▽

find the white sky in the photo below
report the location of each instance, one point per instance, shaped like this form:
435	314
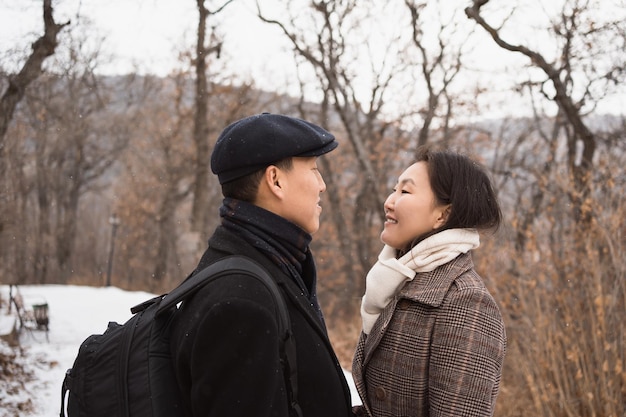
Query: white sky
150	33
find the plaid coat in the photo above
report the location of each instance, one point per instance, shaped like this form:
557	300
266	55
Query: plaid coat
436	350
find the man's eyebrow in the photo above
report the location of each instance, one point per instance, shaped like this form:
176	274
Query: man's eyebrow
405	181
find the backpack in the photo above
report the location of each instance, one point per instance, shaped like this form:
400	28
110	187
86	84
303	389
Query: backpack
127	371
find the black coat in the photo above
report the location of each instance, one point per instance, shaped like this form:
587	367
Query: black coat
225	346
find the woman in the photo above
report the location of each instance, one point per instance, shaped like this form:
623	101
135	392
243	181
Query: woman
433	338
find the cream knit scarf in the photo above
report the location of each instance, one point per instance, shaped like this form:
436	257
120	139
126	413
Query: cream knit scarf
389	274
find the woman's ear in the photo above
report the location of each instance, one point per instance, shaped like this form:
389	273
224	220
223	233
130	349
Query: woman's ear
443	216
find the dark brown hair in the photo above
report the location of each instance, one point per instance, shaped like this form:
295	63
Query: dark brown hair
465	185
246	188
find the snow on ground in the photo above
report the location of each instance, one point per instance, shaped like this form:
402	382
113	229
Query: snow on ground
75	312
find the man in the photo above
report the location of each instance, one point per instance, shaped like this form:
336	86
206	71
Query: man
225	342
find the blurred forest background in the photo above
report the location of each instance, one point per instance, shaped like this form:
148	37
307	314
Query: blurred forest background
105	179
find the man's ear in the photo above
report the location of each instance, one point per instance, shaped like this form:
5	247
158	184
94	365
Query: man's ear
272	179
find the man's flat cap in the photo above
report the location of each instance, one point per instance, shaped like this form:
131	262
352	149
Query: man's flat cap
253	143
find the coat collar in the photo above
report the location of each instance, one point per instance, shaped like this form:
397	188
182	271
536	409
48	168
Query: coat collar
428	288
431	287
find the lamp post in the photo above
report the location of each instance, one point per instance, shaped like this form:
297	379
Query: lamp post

△
▽

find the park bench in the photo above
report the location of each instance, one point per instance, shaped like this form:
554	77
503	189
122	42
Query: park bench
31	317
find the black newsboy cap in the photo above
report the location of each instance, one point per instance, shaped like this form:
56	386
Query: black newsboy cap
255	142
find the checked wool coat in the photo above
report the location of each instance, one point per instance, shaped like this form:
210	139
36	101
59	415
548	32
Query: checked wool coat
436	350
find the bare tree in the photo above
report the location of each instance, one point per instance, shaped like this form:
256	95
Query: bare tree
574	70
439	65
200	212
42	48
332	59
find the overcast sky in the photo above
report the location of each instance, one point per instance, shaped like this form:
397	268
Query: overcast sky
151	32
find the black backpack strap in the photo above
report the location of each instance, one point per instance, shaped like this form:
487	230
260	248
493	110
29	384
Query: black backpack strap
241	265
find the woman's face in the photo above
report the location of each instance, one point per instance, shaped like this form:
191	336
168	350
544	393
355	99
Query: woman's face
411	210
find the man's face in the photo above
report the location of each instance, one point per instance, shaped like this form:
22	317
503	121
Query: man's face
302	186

△

WRITTEN PROBLEM:
Copy everything from the line containing "find the blurred" down to the line containing "Query: lamp post", swapping "coat collar" for "jacket collar" and leaving the rest unchanged.

RESPONSE TO THE TASK:
find the blurred forest background in the photo above
report the location of each instance, one point per instance, shaped like this form:
148	37
307	314
Query: blurred forest background
105	179
find the man's ear in the photo above
report the location of each instance, one point per instance, shaped like this form:
5	247
158	184
94	365
Query: man's ear
272	179
find the man's flat cap in the photo above
report the location of each instance, one point per instance, shaped like this form:
131	262
352	149
Query: man's flat cap
253	143
find the jacket collar in the photo above
report the location of each instance, one point per instance, shaped like this form:
397	188
182	271
536	409
48	168
Query: jacket collar
428	288
431	287
find the lamp post in the photo above
report the location of each instance, one point per instance, shaped like this form:
297	379
Query: lamp post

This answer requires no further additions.